▶ [Exercise material]

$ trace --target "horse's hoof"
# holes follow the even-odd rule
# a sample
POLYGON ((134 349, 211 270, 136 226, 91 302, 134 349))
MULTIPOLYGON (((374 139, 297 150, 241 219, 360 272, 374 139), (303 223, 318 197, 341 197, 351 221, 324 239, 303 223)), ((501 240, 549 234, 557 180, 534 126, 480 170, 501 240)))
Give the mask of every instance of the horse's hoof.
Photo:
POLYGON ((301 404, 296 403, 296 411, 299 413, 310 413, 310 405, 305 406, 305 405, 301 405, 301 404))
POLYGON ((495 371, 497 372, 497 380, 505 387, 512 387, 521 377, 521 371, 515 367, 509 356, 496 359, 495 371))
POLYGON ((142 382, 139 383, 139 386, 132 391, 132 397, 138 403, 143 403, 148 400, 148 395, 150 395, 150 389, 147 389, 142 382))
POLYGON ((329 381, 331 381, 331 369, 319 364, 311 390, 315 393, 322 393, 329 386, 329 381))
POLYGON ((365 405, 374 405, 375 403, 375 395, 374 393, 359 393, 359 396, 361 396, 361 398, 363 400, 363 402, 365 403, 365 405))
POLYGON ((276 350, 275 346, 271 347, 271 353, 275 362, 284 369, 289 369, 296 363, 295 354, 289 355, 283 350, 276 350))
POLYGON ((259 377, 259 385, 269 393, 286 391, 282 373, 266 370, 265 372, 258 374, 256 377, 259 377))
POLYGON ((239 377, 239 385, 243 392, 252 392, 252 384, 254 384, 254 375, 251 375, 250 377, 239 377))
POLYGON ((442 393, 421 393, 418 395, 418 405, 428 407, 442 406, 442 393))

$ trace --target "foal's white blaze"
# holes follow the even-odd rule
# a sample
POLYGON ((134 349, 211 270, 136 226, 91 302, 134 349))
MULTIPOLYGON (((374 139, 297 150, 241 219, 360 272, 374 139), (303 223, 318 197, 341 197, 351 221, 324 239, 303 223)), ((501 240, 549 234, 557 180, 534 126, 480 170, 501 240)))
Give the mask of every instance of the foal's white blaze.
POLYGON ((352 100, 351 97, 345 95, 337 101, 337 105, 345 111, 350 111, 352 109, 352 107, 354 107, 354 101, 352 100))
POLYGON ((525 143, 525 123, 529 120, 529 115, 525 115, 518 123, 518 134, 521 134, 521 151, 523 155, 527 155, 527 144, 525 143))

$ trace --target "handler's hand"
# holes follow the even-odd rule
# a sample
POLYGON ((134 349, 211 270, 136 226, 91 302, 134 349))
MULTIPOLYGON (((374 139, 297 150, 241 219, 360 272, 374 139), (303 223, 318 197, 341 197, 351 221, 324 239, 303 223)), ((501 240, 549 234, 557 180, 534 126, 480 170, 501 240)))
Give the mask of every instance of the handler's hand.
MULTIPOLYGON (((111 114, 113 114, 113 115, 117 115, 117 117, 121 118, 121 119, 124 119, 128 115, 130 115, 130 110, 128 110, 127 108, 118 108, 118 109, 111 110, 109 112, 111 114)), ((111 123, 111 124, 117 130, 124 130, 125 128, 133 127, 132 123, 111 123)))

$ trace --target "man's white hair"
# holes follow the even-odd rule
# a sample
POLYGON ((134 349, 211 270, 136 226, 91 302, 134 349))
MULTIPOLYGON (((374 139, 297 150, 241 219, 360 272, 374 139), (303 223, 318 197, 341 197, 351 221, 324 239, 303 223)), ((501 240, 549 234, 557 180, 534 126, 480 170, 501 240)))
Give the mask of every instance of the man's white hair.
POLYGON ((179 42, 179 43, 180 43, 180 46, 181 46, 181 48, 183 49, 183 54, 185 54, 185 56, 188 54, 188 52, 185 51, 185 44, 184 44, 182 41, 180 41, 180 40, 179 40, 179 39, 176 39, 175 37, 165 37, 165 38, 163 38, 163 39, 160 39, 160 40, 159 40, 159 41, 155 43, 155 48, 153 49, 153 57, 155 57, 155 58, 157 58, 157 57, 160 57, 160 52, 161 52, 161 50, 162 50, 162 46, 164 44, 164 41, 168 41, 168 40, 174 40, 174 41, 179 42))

▶ [Given task]
Rewrite all of the data above, swapping "every instance" for "each instance" everywhere it occurs and leaving everything else unchanged.

▶ [The solution]
$ trace --target "horse's hoof"
# holes follow the even-odd rule
# a sample
POLYGON ((134 349, 211 270, 136 226, 91 302, 134 349))
MULTIPOLYGON (((374 139, 297 150, 241 219, 360 272, 374 139), (303 223, 318 197, 341 197, 351 221, 324 239, 303 223)), ((501 240, 549 234, 557 180, 534 126, 480 170, 501 240)))
Give the mask of each instance of the horse's hoof.
Photo:
POLYGON ((301 404, 296 403, 296 411, 299 413, 310 413, 310 405, 305 406, 305 405, 301 405, 301 404))
POLYGON ((495 371, 497 372, 497 380, 505 387, 512 387, 521 377, 521 371, 515 367, 509 356, 496 359, 495 371))
POLYGON ((142 382, 139 383, 139 386, 132 391, 132 397, 138 403, 143 403, 148 400, 148 395, 150 395, 150 389, 147 389, 142 382))
POLYGON ((329 381, 331 381, 331 369, 319 364, 311 390, 315 393, 322 393, 329 386, 329 381))
POLYGON ((365 405, 374 405, 375 403, 375 395, 374 393, 359 393, 359 396, 361 396, 361 398, 363 400, 363 402, 365 403, 365 405))
POLYGON ((276 350, 275 346, 271 347, 271 353, 275 362, 284 369, 289 369, 296 363, 295 354, 289 355, 283 350, 276 350))
POLYGON ((259 377, 259 385, 269 393, 286 391, 282 373, 266 370, 265 372, 258 374, 256 377, 259 377))
POLYGON ((239 377, 239 385, 243 392, 252 392, 252 384, 254 384, 254 375, 251 375, 250 377, 239 377))
POLYGON ((442 393, 421 393, 418 395, 418 405, 428 407, 442 406, 442 393))

$ trace --target "foal's white blaze"
# holes follow the even-odd rule
# a sample
POLYGON ((134 349, 211 270, 136 226, 91 302, 134 349))
MULTIPOLYGON (((374 139, 297 150, 241 219, 360 272, 374 139), (303 223, 318 197, 341 197, 351 221, 324 239, 303 223)), ((501 240, 549 234, 557 180, 534 126, 480 170, 501 240)))
Give the mask of each instance of the foal's white blaze.
POLYGON ((352 100, 351 97, 345 95, 337 101, 337 105, 345 111, 350 111, 352 109, 352 107, 354 107, 354 101, 352 100))
POLYGON ((525 143, 525 123, 529 120, 529 115, 525 115, 518 123, 518 134, 521 134, 521 151, 523 155, 527 155, 527 144, 525 143))

$ trace --target "handler's hand"
# holes follow the even-odd rule
# a sample
POLYGON ((134 349, 211 270, 136 226, 91 302, 134 349))
MULTIPOLYGON (((374 139, 297 150, 241 219, 360 272, 374 139), (303 223, 318 197, 341 197, 351 221, 324 239, 303 223)), ((501 240, 549 234, 557 180, 534 126, 480 170, 501 240)))
Give the mask of each instance of the handler's hand.
MULTIPOLYGON (((111 114, 113 114, 113 115, 117 115, 117 117, 121 118, 121 119, 124 119, 128 115, 130 115, 130 110, 128 110, 127 108, 118 108, 118 109, 111 110, 109 112, 111 114)), ((111 123, 111 124, 117 130, 124 130, 125 128, 133 127, 132 123, 111 123)))

$ trace --target "man's white hair"
# holes follow the even-odd rule
# a sample
POLYGON ((134 349, 211 270, 136 226, 91 302, 134 349))
MULTIPOLYGON (((374 139, 297 150, 241 219, 360 272, 374 139), (303 223, 318 197, 341 197, 351 221, 324 239, 303 223)), ((501 240, 549 234, 557 180, 534 126, 480 170, 501 240)))
Give the mask of each instance of the man's white hair.
POLYGON ((179 42, 179 43, 180 43, 180 46, 181 46, 181 48, 183 49, 183 54, 185 54, 185 56, 188 54, 188 52, 185 51, 185 44, 184 44, 182 41, 180 41, 180 40, 179 40, 179 39, 176 39, 175 37, 165 37, 165 38, 163 38, 163 39, 160 39, 160 40, 159 40, 159 41, 155 43, 155 48, 153 49, 153 57, 155 57, 155 58, 157 58, 157 57, 160 57, 160 52, 161 52, 161 50, 162 50, 162 46, 164 44, 164 41, 168 41, 168 40, 174 40, 174 41, 179 42))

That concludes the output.